▶ _SOURCE EXCERPT_
Yeah, that’s correct. And it’s ebb and flowed and became a from a centralized to federated model and then back and forth. Sometimes it gets distributed into the operations. Sometimes there’s a centralized leadership development function and organizations since the 1940s. have been trying to crack that code on how do they make their learning development teams more relevant to their-

Scott Santucci 14:04

The second thing that I heard you say, was as a representative for an entity that’s focused on learning and development professionals, you were curious as to why so much of the sales, sales training was being outsourced and by being outsourced, I’m assuming you’re meaning it’s companies or contracting firms like Sandler or Miller, Heiman or Richardson, or whomever to come in and do the sales training for the Salesforce. Is that correct?

Brian Lambert 14:42

Yeah, that’s correct. And because of that, they the the trainers that I was working with the l&d professionals seem to want to abdicate that responsibility to to these vendors. And I couldn’t quite understand why that was.

Scott Santucci 14:56

Gotcha. So, at that point in time, what I understand that your your telling me is that what you did was started to say, Hey guys, let’s start to build some competencies around what it would take to bring in house more of this sales training. So as a result of that you did a lot of surveys, you got a lot of research, you collected it because you wanted to be more or less the trainer of sales trainers. Is that correct?

Brian Lambert 15:24

That’s right. And the fundamental problem I was trying to solve was to, to bring more relevance and impact of this this thing called Learning development slash training to the customer focused revenue generating employees of an organization. In other words, I had heard, and I believed in that, that trainers and l&d professionals could have a strategic seat at the table. But the only way to me that they would be able to do that would be to drive revenue and not be so much of a cost center but an investment in where the organization needs to go there by linking people, salespeople to the business strategy. And if we didn’t go there as a profession, I don’t know what we were doing.

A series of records
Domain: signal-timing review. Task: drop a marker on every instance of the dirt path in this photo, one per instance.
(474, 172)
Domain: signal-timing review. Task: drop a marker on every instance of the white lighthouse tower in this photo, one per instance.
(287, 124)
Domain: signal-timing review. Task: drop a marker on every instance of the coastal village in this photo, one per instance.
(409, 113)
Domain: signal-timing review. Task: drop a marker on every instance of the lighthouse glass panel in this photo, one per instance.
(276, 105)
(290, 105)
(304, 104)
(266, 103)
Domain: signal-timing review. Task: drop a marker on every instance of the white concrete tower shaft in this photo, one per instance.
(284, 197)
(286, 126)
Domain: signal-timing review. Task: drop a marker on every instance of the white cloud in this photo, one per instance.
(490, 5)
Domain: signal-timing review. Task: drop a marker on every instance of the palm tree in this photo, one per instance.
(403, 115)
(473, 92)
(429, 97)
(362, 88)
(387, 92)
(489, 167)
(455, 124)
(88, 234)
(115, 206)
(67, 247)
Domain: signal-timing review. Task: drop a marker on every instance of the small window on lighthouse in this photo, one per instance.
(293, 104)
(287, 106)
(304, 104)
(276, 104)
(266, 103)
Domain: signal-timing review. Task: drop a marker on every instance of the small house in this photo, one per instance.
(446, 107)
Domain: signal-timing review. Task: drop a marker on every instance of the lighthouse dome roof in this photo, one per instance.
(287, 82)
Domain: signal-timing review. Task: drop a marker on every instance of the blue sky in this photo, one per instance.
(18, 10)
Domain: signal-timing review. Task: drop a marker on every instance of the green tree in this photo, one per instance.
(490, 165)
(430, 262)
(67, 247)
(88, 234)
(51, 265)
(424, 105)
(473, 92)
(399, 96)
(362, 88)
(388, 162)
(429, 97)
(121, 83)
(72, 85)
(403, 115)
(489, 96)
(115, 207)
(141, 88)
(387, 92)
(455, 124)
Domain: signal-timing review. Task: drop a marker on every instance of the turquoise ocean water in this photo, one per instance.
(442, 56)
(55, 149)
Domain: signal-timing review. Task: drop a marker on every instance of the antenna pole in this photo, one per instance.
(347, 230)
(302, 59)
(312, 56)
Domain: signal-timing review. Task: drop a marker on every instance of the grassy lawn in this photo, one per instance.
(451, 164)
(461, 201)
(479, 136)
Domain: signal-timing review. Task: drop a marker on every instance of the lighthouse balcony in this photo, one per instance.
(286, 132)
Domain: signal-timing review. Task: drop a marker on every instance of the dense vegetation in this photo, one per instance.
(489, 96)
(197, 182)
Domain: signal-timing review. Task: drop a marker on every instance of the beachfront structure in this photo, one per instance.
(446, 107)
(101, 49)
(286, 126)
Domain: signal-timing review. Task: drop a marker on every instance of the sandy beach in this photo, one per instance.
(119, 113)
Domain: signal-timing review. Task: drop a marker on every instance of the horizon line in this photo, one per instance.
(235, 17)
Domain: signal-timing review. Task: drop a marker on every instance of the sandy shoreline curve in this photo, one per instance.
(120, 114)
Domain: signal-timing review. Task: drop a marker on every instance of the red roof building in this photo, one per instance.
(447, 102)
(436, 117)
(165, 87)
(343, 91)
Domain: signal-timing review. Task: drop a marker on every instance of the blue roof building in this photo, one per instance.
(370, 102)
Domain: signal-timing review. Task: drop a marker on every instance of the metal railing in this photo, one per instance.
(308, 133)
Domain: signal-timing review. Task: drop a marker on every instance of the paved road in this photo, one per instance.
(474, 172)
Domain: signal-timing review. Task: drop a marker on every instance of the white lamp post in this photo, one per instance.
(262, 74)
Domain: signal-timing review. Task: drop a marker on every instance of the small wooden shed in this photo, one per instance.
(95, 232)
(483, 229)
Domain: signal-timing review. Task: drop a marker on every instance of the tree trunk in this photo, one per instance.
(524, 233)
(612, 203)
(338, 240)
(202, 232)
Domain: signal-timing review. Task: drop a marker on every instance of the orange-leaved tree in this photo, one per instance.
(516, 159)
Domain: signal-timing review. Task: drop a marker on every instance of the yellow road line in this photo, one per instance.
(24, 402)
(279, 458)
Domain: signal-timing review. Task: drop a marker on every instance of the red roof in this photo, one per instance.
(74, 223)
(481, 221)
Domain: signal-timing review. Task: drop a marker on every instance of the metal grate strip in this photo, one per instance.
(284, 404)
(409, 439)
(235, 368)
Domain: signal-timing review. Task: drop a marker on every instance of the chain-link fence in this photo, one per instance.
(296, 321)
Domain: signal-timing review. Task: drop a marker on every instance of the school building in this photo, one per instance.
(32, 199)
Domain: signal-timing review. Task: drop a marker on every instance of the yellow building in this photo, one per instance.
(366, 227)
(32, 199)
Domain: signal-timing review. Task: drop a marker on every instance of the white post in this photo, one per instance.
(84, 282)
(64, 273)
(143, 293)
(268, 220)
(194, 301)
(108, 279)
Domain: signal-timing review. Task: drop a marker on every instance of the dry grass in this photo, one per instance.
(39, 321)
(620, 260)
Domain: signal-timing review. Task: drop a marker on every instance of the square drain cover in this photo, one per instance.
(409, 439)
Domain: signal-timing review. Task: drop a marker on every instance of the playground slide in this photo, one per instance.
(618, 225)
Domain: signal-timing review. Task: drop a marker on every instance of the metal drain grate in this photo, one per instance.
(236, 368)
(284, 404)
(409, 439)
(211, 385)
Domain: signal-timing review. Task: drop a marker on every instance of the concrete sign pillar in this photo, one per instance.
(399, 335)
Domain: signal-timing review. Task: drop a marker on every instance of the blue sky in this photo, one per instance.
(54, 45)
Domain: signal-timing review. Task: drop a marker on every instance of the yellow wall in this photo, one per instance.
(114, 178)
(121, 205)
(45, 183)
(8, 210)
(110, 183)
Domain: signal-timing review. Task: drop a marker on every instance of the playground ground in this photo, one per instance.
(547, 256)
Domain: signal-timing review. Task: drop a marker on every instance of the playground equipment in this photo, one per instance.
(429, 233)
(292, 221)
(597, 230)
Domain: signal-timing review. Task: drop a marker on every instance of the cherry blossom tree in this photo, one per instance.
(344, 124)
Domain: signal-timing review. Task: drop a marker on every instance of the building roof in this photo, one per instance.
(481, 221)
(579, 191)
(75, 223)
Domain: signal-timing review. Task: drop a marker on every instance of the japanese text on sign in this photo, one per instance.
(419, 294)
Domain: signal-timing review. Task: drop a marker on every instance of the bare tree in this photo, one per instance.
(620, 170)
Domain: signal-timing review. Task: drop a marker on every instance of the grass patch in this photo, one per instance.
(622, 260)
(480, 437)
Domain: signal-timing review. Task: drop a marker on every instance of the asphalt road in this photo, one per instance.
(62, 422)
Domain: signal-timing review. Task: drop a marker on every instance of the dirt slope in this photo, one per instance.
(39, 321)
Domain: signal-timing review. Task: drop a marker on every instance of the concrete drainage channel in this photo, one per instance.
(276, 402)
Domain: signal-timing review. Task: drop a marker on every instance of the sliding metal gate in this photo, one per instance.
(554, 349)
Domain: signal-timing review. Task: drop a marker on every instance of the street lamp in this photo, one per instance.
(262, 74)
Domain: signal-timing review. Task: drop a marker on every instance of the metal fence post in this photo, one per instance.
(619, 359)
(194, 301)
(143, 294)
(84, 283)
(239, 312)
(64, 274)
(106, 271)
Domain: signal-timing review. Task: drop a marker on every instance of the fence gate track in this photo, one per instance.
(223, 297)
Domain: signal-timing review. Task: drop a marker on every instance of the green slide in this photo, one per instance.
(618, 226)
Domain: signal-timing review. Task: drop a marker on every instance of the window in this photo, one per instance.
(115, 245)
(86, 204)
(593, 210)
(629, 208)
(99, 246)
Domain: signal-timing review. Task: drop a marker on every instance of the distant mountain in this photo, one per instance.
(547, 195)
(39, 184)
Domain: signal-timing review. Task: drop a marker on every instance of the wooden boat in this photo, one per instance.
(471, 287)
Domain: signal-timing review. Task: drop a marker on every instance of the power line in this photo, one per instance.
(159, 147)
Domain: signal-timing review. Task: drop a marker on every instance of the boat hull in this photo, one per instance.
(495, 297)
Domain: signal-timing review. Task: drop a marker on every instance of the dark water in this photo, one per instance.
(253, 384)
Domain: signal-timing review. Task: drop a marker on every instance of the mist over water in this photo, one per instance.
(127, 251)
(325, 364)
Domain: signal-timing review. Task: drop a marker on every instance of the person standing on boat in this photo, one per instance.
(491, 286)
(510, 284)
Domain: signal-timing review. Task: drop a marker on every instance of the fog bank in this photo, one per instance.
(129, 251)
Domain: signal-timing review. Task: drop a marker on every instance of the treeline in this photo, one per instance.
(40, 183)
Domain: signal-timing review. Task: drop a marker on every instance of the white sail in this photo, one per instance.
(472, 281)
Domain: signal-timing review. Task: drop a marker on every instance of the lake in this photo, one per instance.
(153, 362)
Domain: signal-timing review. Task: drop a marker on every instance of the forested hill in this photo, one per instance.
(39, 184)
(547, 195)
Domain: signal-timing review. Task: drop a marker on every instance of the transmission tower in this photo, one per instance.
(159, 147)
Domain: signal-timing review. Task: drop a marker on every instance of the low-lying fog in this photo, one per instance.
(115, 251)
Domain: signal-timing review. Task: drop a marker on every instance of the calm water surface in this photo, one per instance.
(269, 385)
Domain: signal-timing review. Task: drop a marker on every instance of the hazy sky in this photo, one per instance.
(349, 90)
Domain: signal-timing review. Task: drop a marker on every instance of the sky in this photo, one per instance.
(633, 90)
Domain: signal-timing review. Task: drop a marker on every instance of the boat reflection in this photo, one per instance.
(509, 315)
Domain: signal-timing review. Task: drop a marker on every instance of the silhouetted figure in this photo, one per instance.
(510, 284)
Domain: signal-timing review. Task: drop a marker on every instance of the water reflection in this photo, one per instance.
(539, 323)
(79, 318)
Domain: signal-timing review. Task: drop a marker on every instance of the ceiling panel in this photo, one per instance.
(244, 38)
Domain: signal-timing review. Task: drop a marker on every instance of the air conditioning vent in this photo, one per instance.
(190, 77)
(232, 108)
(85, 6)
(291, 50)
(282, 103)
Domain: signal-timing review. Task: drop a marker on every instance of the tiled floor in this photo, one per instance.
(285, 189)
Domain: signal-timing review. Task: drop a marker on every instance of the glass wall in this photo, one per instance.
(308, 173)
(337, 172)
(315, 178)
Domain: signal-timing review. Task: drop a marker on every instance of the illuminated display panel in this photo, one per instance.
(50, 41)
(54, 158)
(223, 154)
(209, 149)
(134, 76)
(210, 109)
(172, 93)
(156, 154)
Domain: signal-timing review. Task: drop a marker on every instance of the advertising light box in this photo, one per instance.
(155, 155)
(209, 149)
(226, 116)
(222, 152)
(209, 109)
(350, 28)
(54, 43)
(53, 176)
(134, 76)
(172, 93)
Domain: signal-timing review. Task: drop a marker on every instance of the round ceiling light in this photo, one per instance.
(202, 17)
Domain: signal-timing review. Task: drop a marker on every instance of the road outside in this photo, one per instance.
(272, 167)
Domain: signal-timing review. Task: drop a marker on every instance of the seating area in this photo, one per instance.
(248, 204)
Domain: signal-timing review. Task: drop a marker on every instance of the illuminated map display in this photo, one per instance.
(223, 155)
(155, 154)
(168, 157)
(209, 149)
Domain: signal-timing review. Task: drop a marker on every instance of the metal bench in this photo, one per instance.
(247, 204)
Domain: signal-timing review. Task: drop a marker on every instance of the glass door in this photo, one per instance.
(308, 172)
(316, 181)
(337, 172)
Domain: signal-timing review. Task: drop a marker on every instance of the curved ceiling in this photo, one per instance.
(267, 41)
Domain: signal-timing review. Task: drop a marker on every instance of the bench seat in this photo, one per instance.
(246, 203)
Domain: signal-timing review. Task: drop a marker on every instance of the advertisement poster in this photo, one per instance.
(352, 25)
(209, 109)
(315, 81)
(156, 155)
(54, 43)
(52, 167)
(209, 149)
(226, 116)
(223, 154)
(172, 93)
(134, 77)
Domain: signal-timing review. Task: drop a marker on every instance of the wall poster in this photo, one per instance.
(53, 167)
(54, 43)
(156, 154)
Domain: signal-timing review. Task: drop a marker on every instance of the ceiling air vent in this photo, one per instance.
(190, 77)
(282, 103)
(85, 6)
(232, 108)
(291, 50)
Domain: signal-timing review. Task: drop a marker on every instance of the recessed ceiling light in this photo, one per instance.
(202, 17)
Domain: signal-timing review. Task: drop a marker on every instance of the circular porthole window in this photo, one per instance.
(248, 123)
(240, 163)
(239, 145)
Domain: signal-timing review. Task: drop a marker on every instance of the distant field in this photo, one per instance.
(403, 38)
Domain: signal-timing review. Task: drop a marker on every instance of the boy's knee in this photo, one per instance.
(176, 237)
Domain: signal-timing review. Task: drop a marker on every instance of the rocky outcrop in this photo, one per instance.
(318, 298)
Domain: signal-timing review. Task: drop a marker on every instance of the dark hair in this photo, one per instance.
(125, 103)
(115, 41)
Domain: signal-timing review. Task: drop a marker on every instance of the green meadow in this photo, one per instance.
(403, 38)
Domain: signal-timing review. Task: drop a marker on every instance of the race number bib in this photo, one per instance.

▶ _STATED TASK 1_
Revise the stretch of the interview transcript from "Gotcha. So, at" through "trainers. Is that correct?", changing "surveys" to "interviews".
▶ _STATED TASK 2_
In the interview transcript, what does Brian Lambert describe as the fundamental problem he was trying to solve?
Rely only on the interview transcript.

▶ _TASK OUTPUT 1_
Gotcha. So, at that point in time, what I understand that your your telling me is that what you did was started to say, Hey guys, let’s start to build some competencies around what it would take to bring in house more of this sales training. So as a result of that you did a lot of interviews, you got a lot of research, you collected it because you wanted to be more or less the trainer of sales trainers. Is that correct?

▶ _TASK OUTPUT 2_
He wanted to bring more relevance and impact of learning development and training to the customer-focused, revenue-generating employees of an organization.